WORK TO COMPLETE: Write out the line that has "Double-check request: the abstract" in it, along with each line that comes after it until the listing ends, and add nothing.

*** Opening of TASK INPUT ***

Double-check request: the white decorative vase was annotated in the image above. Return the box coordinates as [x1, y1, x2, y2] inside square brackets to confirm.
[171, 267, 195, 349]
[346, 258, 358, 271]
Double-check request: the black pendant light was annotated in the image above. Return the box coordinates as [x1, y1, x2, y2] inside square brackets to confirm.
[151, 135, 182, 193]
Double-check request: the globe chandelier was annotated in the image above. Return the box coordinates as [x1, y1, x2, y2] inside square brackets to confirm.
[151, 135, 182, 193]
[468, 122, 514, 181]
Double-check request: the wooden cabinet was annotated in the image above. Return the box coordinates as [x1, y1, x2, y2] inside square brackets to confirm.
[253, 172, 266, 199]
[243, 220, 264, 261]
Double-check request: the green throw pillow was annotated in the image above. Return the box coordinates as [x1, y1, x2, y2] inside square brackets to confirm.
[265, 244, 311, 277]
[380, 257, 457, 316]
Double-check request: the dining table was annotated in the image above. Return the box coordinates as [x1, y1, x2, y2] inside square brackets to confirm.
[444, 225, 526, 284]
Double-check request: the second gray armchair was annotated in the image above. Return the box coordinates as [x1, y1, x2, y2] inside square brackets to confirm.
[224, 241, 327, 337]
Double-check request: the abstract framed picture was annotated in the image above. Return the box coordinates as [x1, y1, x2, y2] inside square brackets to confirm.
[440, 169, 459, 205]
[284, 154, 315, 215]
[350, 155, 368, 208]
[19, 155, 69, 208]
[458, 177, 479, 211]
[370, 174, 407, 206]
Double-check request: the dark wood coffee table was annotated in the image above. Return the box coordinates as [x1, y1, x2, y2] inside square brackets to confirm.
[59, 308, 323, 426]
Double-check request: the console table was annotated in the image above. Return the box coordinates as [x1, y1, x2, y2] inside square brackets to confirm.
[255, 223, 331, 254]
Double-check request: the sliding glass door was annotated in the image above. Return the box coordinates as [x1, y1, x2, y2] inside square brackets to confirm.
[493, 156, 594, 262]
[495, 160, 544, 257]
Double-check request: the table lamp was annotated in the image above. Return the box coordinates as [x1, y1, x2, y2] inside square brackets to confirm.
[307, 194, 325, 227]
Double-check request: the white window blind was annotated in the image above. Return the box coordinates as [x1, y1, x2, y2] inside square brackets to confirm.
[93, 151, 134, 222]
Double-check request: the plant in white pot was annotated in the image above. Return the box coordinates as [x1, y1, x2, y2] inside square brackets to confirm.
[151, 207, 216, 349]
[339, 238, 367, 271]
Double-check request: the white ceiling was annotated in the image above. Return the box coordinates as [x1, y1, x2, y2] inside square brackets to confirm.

*** Close of TASK INPUT ***

REPLY TO THE EXERCISE:
Double-check request: the abstract framed picture was annotated in the image above. Return the box coordinates as [x1, y1, x2, y2] inside square brackets to confirm.
[440, 169, 459, 205]
[284, 154, 315, 215]
[350, 155, 368, 208]
[19, 155, 69, 208]
[458, 177, 479, 211]
[370, 174, 407, 206]
Double-check request: the dark wood coffee table was annotated in the image above. Return the box coordinates as [x1, y1, x2, y2] inside square brackets to confirm.
[59, 308, 323, 426]
Double-check request: the console table was annotated in the image above. Return the box coordinates as [x1, y1, x2, y2] inside square brackets to confirm.
[255, 223, 331, 254]
Double-check request: the sliding glass door was annotated in the image above. Return the box coordinates as [x1, y1, x2, y2] inside square brackets to confirm.
[493, 156, 594, 262]
[495, 160, 544, 257]
Double-check request: the table lamp was annotated in the image above. Return the box coordinates as [x1, y1, x2, y2] inside square brackets to confirm.
[307, 194, 325, 227]
Double-check request: the white window blind was annotated in the image above. Return the box coordinates as [x1, y1, x2, y2] inside square brackets to confirm.
[93, 151, 134, 222]
Double-check request: the plant in white pot was annotated in the image above. Return the box coordinates as [x1, y1, x2, y2] inside square brackets to confirm.
[151, 207, 216, 349]
[339, 238, 367, 271]
Double-check request: the white ceiling was annotated in the image above. Return the box coordinates as [x1, y1, x2, y2] inside square brackets to confirm.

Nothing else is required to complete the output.